At the start of the Vietnam War, Canada was a member of the International Control Commission (ICC) overseeing the implementation of the Geneva Agreements, and thus attempted to maintain an air of neutrality. However, the Canadian negotiators were strongly on the side of the U.S. One representative (J. Blair Seaborn, younger brother of Robert Seaborn) was even involved in secretly exchanging messages between the U.S. and North Vietnam on behalf of the U.S., with the approval of the Canadian government. Canada also sent foreign aid to South Vietnam, which, while humanitarian, was directed by the U.S.
Canada tried to mediate between the warring countries, aiming for a conclusion that could allow the U.S. to leave the conflict honourably. It has also been commonly believed, as reported at the time, that the Canadian government of Prime Minister Lester Pearson publicly criticized U.S. war methods. Yet, the text of a speech which Pearson delivered at Temple University in Philadelphia on April 2, 1965, has debunked this widespread rumor, with Pearson even stating "The government and great majority of people of my country have supported wholeheartedly the US peacekeeping and peacemaking policies in Vietnam."

STUDY QUESTIONS
1) According to the passage on Canada and the Vietnam War, where did Lester Pearson give his speech of April 2, 1965?
2) Extend the passage on Canada's role in the Vietnam War, picking up right after its final sentence.

DATA RECORDS
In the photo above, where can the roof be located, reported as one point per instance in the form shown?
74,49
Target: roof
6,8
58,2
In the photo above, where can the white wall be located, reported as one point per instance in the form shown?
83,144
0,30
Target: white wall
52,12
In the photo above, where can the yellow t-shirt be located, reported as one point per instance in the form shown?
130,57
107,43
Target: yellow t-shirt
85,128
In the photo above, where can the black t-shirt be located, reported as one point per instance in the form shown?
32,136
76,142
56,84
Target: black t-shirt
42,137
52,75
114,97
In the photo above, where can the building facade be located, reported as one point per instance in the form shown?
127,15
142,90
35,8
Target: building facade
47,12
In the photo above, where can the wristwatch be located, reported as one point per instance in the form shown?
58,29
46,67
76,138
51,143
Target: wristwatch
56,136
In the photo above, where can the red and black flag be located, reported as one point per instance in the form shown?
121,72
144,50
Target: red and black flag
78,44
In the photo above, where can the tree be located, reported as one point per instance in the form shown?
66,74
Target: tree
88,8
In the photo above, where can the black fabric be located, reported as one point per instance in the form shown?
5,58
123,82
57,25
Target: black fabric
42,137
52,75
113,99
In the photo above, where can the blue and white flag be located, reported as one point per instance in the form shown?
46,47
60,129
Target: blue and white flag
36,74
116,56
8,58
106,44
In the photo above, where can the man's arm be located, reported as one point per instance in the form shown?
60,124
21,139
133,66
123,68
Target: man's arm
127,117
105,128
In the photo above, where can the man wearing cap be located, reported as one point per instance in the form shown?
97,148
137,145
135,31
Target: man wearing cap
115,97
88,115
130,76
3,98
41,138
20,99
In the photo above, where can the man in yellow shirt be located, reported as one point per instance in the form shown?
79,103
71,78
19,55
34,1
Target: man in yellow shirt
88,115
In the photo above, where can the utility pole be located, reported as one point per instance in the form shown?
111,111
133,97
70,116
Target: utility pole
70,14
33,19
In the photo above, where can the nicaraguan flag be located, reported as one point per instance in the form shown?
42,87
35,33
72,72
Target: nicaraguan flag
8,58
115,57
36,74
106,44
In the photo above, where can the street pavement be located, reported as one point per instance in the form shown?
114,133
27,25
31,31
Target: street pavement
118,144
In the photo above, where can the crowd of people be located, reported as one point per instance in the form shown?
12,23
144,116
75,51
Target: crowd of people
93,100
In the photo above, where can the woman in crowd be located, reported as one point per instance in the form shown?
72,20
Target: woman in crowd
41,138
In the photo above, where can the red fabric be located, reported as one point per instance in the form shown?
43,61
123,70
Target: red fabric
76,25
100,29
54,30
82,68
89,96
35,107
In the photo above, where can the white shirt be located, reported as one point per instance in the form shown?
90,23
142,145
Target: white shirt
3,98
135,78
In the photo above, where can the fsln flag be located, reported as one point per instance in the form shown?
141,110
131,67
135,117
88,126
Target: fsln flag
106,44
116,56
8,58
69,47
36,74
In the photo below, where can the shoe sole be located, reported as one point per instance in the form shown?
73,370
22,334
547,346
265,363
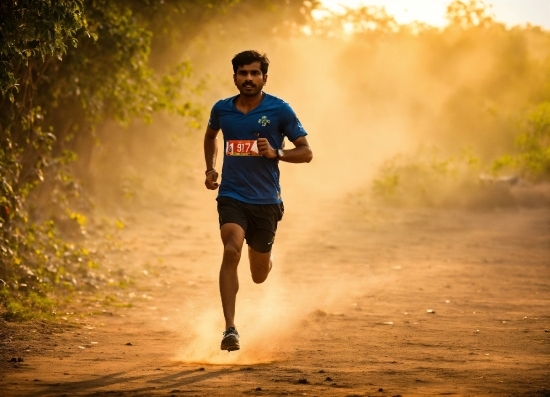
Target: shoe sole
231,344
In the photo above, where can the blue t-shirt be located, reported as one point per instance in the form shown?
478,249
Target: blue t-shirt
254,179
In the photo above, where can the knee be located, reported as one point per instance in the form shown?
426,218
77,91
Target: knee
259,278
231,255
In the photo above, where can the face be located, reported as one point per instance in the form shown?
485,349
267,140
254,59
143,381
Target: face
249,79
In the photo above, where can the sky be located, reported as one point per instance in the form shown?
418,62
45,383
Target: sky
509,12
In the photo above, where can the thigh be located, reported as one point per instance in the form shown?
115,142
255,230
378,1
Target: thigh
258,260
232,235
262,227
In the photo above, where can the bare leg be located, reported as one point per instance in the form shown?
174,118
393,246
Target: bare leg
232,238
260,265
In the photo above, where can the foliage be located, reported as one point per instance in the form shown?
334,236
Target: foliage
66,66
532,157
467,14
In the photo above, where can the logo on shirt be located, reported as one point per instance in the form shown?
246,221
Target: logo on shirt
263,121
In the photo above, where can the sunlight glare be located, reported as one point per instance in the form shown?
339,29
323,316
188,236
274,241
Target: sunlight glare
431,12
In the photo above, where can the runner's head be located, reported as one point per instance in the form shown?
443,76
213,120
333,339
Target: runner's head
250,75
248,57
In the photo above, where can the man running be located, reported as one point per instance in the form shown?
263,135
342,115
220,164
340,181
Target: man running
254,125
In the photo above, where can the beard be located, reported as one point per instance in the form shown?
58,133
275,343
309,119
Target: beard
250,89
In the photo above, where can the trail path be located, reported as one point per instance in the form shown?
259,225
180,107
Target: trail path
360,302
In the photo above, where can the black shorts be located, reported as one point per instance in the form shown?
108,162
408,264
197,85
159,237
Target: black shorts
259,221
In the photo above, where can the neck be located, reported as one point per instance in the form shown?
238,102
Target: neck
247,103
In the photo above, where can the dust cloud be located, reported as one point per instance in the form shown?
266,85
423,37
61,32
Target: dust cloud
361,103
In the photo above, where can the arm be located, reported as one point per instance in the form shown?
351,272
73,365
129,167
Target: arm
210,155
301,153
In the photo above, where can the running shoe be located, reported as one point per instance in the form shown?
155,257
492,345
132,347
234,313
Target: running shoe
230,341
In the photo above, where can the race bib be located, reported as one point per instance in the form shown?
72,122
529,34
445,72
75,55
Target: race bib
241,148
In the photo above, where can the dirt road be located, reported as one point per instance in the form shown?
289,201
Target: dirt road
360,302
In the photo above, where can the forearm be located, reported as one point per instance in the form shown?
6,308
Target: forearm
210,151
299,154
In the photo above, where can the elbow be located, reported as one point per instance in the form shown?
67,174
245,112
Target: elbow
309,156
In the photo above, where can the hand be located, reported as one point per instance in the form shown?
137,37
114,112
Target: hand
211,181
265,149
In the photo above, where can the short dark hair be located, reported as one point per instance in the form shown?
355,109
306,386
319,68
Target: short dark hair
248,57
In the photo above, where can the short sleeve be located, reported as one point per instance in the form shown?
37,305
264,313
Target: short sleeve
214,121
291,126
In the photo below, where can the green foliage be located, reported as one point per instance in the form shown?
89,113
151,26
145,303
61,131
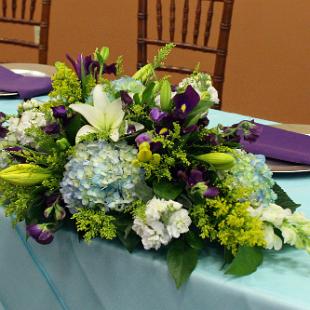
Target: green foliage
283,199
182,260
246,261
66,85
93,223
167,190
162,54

ANSWERS TO THE EXERCISE
1) At Temple University in Philadelphia.

2)
Meanwhile, Canadian industry exported military supplies and raw materials useful in their manufacture, including ammunition, napalm and Agent Orange, to the United States, as trade between the two countries continued without interruption or hindrance. In total, Canadians firms sold over $12.5 billion of war materials to the US during the war, including machinery, munitions, clothing, food, and raw materials. Testing of Agent Orange also took place in Canada.

"500 firms sold $2.5 billion of war materials (ammunition, napalm, aircraft engines and explosives) to the Pentagon. Another $10 billion in food, beverages, berets and boots for the troops was exported to the U.S., as well as nickel, copper, lead, oil, brass for shell casings, wiring, plate armour and military transport. In Canada unemployment fell to record low levels of 3.9%".

Although these exports were sales by Canadian firms, not gifts from the Canadian government, they nonetheless benefited the U.S. war effort. The first official statement about the Canadian economic support given to the United States armed forces was by Lester Pearson on March 10, 1967, when he stated that the export of goods to Canada's southern ally was "necessary and logical" due to the extreme integration of both economies, and that an embargo would be a notice of withdrawal from North American defense arrangements.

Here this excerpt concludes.